--- Start of Supplied records ---

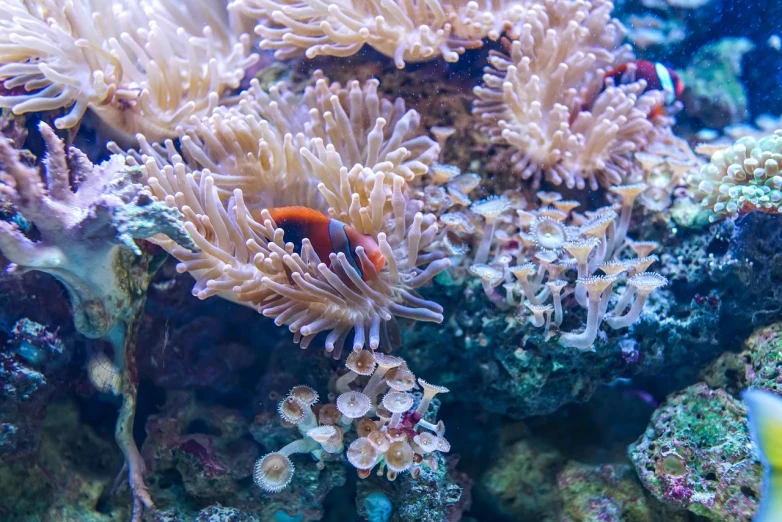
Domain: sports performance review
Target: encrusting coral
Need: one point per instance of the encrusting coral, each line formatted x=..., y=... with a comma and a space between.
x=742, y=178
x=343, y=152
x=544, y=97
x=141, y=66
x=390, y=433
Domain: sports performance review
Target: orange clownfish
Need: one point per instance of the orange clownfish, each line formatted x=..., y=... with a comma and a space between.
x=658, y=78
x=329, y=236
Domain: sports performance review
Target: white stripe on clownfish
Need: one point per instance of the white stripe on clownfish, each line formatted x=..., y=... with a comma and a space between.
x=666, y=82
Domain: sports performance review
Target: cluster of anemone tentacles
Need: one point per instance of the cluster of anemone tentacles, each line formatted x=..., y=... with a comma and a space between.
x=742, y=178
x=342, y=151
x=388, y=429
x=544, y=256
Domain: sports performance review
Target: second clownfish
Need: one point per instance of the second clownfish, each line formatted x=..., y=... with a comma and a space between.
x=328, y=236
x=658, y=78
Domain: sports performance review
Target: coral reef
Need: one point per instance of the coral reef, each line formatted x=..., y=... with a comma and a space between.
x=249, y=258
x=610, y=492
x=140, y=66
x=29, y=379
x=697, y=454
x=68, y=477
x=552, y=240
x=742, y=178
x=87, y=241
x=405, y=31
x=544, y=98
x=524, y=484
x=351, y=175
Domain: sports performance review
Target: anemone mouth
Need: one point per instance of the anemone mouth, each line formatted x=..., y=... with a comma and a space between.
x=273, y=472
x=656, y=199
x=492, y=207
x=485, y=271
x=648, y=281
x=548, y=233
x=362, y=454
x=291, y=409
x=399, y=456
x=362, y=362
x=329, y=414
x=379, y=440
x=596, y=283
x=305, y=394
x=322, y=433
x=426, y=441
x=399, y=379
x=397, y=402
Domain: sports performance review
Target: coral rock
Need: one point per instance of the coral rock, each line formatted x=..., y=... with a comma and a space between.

--- End of Supplied records ---
--- Start of Supplied records ---

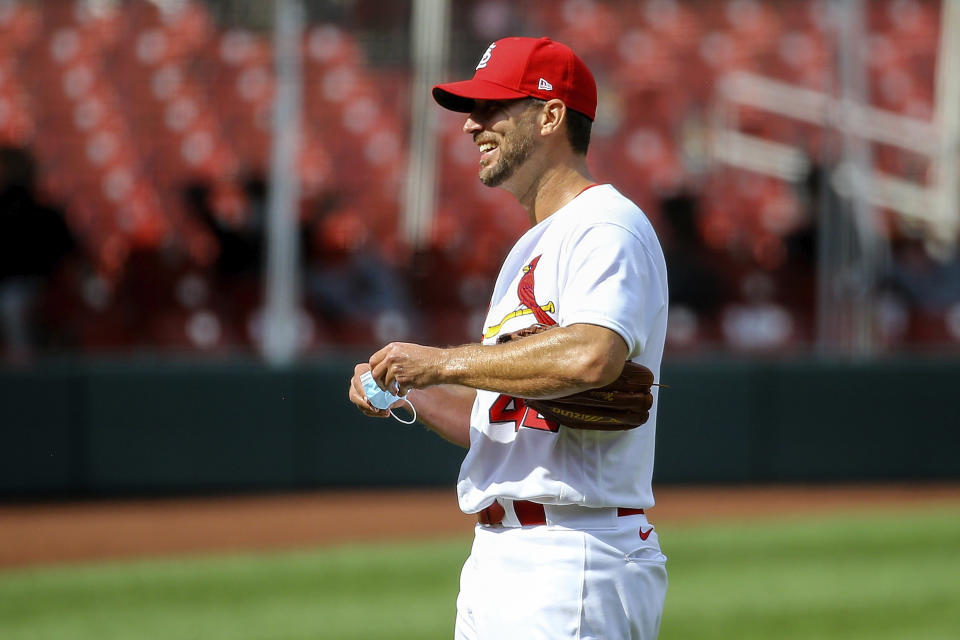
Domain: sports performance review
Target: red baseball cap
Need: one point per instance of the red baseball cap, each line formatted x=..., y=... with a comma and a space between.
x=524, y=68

--- End of Supplied records ---
--- Start of Supplied records ---

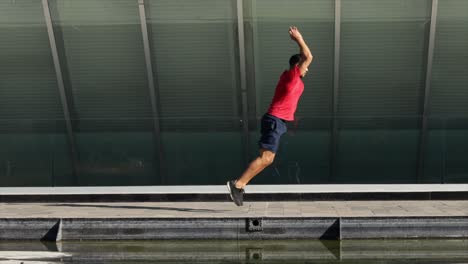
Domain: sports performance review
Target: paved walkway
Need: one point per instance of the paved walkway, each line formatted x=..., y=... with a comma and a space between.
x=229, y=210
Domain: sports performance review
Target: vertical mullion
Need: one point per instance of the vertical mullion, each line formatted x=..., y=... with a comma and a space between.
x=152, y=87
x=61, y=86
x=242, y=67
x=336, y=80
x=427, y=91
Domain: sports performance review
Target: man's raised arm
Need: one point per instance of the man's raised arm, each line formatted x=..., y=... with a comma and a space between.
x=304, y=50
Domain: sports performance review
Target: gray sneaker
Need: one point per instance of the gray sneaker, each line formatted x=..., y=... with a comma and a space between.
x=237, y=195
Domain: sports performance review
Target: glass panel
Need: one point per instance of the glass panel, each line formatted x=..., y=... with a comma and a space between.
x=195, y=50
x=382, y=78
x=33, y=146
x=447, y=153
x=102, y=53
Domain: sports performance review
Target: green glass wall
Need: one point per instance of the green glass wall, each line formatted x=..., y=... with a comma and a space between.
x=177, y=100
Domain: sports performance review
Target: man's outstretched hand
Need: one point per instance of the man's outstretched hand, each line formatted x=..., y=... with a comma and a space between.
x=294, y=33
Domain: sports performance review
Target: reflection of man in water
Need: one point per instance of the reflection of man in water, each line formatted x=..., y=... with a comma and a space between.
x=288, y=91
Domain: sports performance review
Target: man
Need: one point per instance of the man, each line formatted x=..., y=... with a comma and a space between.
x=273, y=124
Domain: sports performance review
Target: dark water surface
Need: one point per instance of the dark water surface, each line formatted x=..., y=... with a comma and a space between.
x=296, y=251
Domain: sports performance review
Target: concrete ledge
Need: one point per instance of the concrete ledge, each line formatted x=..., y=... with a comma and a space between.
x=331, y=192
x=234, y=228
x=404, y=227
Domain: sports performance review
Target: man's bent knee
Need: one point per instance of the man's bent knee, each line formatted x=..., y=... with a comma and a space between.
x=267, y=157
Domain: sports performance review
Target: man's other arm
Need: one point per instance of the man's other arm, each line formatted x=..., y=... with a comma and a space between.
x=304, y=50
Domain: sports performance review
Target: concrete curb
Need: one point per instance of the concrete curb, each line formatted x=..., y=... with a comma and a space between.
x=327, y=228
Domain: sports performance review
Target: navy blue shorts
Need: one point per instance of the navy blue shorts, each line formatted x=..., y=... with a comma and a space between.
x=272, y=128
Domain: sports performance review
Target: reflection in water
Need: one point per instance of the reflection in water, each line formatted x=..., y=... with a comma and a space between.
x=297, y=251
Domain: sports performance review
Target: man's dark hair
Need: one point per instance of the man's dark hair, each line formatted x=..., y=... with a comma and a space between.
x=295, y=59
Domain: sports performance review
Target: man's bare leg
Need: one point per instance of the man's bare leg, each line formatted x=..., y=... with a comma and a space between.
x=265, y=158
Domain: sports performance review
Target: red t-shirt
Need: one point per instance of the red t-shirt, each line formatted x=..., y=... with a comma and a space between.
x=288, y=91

--- End of Supplied records ---

◆ **Written request**
Report every line in the listing above that contains the string "hair". Case counts, so only matches with the same capitalization qualify.

◆ **Task output**
Target: man's dark hair
Need: one point per instance of the man's dark hair, each line formatted x=..., y=... with a comma and a space between.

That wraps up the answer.